▼

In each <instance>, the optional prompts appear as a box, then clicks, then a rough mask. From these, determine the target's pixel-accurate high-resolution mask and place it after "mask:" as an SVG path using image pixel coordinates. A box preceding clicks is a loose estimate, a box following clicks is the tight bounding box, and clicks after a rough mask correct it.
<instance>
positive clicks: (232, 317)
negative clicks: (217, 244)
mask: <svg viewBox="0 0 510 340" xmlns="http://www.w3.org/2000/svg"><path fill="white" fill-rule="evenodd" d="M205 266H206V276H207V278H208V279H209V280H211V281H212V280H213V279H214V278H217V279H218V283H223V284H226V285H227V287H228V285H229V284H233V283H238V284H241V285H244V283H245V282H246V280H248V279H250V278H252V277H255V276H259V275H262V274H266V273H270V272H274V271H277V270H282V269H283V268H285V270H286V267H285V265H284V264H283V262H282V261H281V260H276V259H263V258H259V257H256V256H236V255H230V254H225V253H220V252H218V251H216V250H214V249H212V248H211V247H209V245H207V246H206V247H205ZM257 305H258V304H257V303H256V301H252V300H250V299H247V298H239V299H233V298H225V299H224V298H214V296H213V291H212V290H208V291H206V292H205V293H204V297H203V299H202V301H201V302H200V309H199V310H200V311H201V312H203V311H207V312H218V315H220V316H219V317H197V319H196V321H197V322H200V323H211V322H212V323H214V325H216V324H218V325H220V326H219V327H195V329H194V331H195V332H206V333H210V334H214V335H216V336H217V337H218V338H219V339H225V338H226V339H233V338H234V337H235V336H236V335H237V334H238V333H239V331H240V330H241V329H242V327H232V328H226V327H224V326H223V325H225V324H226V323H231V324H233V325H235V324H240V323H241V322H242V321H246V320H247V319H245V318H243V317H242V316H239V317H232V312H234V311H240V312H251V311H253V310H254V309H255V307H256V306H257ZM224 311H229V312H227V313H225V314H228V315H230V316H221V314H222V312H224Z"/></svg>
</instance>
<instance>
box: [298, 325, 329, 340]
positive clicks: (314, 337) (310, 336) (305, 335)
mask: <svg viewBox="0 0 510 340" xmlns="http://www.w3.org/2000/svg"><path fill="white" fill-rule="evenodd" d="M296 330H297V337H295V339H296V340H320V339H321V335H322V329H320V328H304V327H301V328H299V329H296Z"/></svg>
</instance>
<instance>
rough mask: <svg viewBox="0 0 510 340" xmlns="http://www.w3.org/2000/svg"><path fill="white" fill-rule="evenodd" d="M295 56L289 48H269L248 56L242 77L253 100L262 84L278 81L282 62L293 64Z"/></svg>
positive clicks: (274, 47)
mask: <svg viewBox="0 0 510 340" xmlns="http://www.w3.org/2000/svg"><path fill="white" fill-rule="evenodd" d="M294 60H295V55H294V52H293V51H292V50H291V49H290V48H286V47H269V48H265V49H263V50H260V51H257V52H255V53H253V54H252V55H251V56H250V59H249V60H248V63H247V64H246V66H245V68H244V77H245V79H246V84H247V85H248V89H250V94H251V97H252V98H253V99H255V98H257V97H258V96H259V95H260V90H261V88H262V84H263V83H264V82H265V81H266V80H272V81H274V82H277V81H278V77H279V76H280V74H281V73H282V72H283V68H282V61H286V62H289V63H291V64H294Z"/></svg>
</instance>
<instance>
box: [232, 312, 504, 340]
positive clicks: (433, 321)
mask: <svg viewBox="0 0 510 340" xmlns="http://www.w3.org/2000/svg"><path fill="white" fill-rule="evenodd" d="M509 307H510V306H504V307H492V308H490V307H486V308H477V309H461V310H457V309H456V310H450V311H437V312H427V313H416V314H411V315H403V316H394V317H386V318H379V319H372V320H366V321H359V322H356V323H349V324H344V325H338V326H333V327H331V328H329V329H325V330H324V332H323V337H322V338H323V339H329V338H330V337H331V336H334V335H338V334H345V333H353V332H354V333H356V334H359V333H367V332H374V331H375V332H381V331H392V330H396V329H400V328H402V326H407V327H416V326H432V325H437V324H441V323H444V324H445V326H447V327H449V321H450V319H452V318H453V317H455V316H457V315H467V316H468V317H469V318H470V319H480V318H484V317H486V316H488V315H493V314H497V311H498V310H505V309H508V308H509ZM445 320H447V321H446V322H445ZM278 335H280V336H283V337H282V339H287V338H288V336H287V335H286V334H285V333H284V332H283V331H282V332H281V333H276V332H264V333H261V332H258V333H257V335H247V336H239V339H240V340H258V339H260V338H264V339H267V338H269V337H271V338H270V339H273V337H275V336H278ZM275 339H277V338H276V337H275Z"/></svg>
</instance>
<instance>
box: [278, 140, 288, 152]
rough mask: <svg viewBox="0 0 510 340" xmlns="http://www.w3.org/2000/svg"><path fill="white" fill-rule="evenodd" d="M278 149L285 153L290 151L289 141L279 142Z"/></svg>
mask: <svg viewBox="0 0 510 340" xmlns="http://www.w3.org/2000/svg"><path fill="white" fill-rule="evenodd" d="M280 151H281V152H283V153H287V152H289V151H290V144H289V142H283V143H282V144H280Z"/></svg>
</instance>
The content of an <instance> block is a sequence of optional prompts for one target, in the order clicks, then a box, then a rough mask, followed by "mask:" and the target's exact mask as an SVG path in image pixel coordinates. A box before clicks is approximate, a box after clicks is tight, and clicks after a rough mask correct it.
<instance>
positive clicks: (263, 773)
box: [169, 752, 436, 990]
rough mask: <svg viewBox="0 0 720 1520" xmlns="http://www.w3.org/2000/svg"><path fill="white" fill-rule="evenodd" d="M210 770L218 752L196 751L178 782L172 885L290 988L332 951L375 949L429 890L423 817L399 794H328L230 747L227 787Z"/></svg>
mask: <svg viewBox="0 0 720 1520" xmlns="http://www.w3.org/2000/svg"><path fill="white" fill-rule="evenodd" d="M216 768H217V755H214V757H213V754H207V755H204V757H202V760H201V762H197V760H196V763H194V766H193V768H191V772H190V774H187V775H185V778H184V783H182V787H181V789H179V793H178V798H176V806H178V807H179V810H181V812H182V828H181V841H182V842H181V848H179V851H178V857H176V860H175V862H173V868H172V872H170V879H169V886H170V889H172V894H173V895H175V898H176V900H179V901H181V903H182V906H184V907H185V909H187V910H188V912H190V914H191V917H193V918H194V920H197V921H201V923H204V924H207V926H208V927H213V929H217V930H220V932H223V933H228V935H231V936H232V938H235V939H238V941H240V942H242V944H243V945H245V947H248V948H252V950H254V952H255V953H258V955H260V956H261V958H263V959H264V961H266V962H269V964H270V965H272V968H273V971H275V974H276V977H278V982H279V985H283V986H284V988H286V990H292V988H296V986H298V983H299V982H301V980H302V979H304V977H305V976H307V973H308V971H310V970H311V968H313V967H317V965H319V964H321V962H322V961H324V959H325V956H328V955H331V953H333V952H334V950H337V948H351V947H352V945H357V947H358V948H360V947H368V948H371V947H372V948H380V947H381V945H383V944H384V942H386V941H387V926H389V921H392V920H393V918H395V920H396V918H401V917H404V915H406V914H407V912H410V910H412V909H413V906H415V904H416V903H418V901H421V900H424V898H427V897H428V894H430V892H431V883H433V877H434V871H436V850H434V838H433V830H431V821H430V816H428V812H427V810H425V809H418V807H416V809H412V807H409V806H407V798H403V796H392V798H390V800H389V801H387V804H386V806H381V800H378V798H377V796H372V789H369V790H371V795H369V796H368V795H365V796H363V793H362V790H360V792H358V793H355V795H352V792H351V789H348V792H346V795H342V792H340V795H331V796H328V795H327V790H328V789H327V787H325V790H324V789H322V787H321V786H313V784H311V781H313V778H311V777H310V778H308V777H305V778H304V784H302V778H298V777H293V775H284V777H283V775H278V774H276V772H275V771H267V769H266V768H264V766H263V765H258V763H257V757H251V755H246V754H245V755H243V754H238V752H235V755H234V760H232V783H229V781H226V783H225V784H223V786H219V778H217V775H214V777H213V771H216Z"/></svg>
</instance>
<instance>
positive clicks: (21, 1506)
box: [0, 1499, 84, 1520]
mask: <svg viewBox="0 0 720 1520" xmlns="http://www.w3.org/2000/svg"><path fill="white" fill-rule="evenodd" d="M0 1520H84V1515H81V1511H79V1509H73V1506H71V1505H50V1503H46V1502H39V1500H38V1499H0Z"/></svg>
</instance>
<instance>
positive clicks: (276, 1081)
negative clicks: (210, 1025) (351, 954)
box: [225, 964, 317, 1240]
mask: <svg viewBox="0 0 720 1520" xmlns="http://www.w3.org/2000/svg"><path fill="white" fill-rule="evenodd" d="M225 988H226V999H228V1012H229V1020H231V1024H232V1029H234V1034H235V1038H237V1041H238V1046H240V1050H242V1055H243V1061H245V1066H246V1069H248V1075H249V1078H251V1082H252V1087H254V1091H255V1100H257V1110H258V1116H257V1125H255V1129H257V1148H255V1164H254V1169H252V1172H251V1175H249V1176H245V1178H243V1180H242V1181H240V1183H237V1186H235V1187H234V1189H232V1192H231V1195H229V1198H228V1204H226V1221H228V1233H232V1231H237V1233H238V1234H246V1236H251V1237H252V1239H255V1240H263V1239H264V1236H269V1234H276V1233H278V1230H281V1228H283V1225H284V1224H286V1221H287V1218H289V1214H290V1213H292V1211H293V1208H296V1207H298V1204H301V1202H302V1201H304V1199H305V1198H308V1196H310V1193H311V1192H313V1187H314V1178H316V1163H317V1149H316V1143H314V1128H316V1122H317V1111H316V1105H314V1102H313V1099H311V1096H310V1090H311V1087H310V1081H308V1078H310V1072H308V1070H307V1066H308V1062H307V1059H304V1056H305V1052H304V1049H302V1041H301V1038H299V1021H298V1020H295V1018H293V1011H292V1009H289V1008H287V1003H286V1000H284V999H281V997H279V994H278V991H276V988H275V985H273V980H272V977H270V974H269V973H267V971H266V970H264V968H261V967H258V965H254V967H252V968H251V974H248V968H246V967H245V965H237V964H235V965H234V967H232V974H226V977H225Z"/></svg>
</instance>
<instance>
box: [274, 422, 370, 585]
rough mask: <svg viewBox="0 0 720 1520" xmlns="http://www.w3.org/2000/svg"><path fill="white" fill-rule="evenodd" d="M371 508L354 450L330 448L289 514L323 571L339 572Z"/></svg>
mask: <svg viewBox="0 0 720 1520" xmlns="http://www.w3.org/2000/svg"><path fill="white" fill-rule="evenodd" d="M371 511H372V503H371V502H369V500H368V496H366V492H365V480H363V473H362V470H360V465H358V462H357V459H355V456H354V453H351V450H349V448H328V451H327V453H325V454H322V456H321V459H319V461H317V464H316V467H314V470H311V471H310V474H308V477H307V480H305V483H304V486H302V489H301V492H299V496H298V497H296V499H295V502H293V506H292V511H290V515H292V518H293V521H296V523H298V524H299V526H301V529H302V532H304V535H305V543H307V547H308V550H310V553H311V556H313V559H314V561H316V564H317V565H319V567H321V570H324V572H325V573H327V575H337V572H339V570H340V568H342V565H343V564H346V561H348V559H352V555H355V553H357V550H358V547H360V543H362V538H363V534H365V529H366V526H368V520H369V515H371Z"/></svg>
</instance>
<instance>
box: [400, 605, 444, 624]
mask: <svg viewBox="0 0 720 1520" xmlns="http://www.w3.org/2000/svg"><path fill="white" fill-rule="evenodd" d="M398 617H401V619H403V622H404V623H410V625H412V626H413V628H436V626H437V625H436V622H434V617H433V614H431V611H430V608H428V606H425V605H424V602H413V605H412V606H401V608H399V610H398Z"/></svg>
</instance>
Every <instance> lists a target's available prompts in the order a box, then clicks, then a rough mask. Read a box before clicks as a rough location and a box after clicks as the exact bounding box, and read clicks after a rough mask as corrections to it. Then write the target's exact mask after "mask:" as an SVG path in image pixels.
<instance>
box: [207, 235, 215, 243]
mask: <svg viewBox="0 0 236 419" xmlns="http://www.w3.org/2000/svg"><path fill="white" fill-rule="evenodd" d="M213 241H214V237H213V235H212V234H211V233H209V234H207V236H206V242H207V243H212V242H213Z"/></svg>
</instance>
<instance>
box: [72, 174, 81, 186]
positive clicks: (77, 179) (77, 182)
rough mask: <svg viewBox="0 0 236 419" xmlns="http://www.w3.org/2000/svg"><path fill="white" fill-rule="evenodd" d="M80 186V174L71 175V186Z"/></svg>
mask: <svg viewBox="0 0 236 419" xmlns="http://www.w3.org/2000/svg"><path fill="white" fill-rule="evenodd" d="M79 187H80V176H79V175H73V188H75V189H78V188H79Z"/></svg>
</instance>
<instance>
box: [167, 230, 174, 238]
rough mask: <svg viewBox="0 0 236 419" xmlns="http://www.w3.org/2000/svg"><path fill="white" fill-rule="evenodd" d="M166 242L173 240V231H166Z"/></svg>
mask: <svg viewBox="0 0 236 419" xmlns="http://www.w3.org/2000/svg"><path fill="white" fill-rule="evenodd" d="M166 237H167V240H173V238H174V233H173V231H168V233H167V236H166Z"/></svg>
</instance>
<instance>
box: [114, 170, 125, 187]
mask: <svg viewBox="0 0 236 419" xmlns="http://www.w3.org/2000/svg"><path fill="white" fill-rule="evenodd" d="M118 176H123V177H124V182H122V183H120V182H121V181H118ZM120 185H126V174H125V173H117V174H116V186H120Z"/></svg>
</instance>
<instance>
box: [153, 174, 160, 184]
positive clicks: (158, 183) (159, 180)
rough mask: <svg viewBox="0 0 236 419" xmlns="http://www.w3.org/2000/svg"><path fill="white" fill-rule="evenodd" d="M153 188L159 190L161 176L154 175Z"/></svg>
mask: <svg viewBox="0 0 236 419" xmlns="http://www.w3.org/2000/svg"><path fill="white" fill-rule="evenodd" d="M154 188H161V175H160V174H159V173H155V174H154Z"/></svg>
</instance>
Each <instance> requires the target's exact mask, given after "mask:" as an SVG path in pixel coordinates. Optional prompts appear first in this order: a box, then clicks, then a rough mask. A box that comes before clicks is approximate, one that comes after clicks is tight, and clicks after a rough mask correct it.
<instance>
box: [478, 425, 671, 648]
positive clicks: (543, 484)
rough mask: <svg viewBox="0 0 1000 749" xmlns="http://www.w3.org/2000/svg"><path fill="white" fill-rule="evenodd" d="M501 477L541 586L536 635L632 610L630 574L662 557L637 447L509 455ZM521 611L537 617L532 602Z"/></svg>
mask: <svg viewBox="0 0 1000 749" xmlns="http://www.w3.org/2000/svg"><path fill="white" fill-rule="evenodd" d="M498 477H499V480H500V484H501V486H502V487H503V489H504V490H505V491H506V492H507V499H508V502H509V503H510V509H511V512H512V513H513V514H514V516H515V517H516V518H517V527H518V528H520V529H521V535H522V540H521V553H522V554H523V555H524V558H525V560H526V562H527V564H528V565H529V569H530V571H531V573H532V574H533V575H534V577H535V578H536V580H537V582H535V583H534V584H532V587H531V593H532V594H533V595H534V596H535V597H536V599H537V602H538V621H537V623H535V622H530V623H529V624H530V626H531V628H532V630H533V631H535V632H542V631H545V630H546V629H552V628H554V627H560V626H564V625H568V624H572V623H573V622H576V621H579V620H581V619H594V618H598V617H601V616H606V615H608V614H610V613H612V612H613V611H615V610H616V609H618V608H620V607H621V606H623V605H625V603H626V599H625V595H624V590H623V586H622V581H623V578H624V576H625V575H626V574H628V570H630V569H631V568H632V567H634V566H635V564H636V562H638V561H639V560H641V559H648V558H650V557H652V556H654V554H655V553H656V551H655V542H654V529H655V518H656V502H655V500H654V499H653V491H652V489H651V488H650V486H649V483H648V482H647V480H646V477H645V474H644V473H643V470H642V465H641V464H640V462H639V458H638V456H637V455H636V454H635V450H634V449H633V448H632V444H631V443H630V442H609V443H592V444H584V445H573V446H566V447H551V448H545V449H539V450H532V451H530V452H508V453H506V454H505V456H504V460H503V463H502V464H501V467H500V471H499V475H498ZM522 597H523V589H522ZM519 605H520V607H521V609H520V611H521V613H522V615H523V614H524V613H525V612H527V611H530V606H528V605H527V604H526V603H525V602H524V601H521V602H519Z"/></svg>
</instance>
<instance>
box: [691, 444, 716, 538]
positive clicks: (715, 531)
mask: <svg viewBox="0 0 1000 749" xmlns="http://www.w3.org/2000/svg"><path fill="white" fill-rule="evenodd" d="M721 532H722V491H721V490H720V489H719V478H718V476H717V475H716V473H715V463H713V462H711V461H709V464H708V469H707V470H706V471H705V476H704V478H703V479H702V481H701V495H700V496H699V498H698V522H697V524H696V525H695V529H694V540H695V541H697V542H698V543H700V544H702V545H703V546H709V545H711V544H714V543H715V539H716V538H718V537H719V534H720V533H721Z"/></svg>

▲

> _TASK DESCRIPTION_:
Write out exactly the lines that fall from the line with "positive clicks: (276, 1081)" to the line with "box: [274, 422, 370, 585]" in the records above, keeping both ends.

> _ANSWER SECTION_:
positive clicks: (276, 1081)
negative clicks: (210, 1025) (351, 954)
box: [225, 964, 317, 1240]
mask: <svg viewBox="0 0 720 1520" xmlns="http://www.w3.org/2000/svg"><path fill="white" fill-rule="evenodd" d="M225 988H226V999H228V1012H229V1020H231V1024H232V1029H234V1034H235V1038H237V1041H238V1046H240V1050H242V1055H243V1061H245V1066H246V1069H248V1075H249V1078H251V1082H252V1087H254V1091H255V1100H257V1110H258V1116H257V1125H255V1129H257V1148H255V1164H254V1169H252V1172H251V1175H249V1176H245V1178H243V1180H242V1181H240V1183H237V1186H235V1187H234V1189H232V1192H231V1195H229V1198H228V1204H226V1221H228V1233H232V1231H237V1233H238V1234H246V1236H251V1237H252V1239H255V1240H263V1239H264V1236H269V1234H276V1233H278V1230H281V1228H283V1225H284V1224H286V1221H287V1218H289V1214H290V1213H292V1211H293V1208H296V1207H298V1204H301V1202H302V1201H304V1199H305V1198H308V1196H310V1193H311V1192H313V1187H314V1178H316V1163H317V1149H316V1143H314V1128H316V1122H317V1111H316V1105H314V1102H313V1099H311V1096H310V1090H311V1087H310V1081H308V1078H310V1072H308V1070H307V1066H308V1062H307V1059H304V1056H305V1052H304V1049H302V1041H301V1038H299V1021H298V1020H295V1018H293V1011H292V1009H289V1008H287V1003H286V1000H284V999H281V997H279V994H278V991H276V988H275V985H273V980H272V977H270V974H269V973H267V971H266V970H264V968H261V967H258V965H254V967H252V968H251V974H248V968H246V967H245V965H237V964H235V965H234V967H232V974H226V977H225Z"/></svg>
</instance>
<instance>
box: [274, 422, 370, 585]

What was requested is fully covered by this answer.